Problem requirements
Render the following material again verbatim, leaving nothing out.

Data excerpts
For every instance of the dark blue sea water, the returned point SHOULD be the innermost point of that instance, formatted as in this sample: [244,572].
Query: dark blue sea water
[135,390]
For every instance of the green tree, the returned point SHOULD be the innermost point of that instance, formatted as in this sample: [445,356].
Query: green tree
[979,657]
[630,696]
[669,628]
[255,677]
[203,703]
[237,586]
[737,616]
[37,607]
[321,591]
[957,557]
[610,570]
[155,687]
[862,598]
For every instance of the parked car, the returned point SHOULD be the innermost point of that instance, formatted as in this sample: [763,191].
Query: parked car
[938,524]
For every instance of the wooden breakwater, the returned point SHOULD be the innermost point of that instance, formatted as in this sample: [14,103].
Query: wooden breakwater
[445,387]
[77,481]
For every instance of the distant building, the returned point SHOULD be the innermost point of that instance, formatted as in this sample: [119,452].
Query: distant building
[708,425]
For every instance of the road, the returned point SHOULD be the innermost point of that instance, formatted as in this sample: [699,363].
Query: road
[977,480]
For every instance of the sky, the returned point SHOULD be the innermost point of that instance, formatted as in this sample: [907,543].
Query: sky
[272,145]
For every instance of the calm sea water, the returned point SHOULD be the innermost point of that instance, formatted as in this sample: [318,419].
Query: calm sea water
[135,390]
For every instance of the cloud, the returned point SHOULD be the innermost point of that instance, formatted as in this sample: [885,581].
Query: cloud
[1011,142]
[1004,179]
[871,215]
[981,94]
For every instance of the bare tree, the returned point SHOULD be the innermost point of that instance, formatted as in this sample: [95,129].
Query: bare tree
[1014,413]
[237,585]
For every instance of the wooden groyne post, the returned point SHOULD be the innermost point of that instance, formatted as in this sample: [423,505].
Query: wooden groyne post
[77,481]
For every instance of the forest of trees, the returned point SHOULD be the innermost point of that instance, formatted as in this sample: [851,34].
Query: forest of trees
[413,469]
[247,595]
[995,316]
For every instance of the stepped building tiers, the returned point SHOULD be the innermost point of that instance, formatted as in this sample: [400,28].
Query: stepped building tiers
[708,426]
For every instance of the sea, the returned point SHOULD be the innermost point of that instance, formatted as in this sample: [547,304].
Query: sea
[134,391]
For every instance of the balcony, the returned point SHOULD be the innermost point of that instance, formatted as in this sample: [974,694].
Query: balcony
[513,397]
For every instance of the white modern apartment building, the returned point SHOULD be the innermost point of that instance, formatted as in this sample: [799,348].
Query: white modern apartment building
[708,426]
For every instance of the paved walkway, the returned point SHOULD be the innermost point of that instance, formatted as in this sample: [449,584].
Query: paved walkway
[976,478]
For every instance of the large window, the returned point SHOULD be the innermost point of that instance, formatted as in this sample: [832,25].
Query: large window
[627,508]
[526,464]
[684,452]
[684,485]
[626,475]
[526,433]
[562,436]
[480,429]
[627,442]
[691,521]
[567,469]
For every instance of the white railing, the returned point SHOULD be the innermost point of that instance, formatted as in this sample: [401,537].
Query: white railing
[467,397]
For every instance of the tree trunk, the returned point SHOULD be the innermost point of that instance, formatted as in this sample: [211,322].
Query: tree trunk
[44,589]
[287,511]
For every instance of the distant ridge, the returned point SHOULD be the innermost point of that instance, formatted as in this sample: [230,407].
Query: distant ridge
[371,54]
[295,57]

Full output
For every instance of the dark blue sea water, the returned point SHOULD be the innermost point of that instance, formatted as in this sample: [244,572].
Query: dark blue sea water
[135,390]
For every instance of the green tree, the returned point SHOULD be the innermost point of that instance, formatted as in this sample: [445,356].
Query: green tree
[979,657]
[630,696]
[669,628]
[255,677]
[203,703]
[237,586]
[737,616]
[37,607]
[321,591]
[957,557]
[610,570]
[155,687]
[862,598]
For every instance of the parked car, the returned point SHOULD be the innermost point of that instance, formatted as in this sample: [763,191].
Query: parked car
[938,524]
For every instance of the wooden breakwater, the returned point SHOULD be the innermost point of that instance, formatted as in this sample: [14,103].
Query: wooden breakwater
[445,387]
[77,481]
For every instance of the distant building, the returned point SHOULD be the innermost point of that instance, formatted as in this sample: [119,452].
Query: distant building
[708,425]
For every instance of the road, the returned point SHOULD be the innermost point of that instance, formatted as in this sample: [699,363].
Query: road
[977,480]
For every instance of the sky, the returned point SHOULD be the innermost point of that instance, formatted as in this sample: [907,543].
Query: sky
[272,145]
For every instance of the calm sea water, the returned point SHOULD be the innermost point of that instance, formatted as in this sample: [318,419].
Query: calm sea water
[135,390]
For every instance of the cloud, the returned point SHOULD be the innermost point of that instance, formatted as in this sample: [885,581].
Query: cloud
[1011,142]
[1004,179]
[871,215]
[981,94]
For every instance of the bare tree, the returned point SHOULD be the innermost point of that instance, formatted as in this sample: [95,129].
Query: bare tree
[1014,413]
[237,585]
For every instance of the wooden groyne post, the returned point SHOULD be the innermost point of that instance, formatted as in this sample: [423,505].
Query: wooden groyne post
[77,481]
For every instance of the forest of trees, the returned point SHOULD be the innermost point of that instance, formatted as in this sample: [851,34].
Query: forest of trees
[413,469]
[247,595]
[995,316]
For every instance of the stepped building tiers, the returned point SHOULD be the innermost point of that instance, formatted as in this sample: [400,28].
Query: stepped building tiers
[708,426]
For every instance of the sea, the returned point SHOULD be the innermost point of that instance, formatted as in this sample: [547,304].
Query: sea
[134,391]
For every instance of the balcony, the returned point SHOULD be the innermost point of that instance, formatted as in this sample: [974,694].
Query: balcony
[513,397]
For every instance of the white modern apartment building, the returned point SHOULD be the innermost point of that instance, formatted as in this sample: [799,348].
Query: white modern apartment building
[708,426]
For every instance of the paved walkway, the returned point SHOULD be the innermost point of that instance, formatted as in this sample: [449,584].
Query: paved walkway
[976,478]
For every instance of the large window, the returned point SHOULD be the innermost point of that instance, formatted as in this sample: [832,25].
Query: large window
[627,508]
[526,464]
[684,452]
[684,485]
[626,475]
[526,433]
[562,436]
[480,429]
[627,442]
[691,521]
[567,469]
For every instance of the white railing, the returned point SHOULD be the innermost point of that instance, formatted as in this sample: [401,537].
Query: white railing
[467,397]
For every instance of the tree trunk, the returned point SHOULD be the innermost point of that instance, formatted as in this sample: [211,322].
Query: tree trunk
[44,589]
[287,511]
For every instance of the distant ridge, the returned point SHOULD be the innermost point of that instance, formatted as in this sample: [230,407].
Query: distant ridge
[371,54]
[295,57]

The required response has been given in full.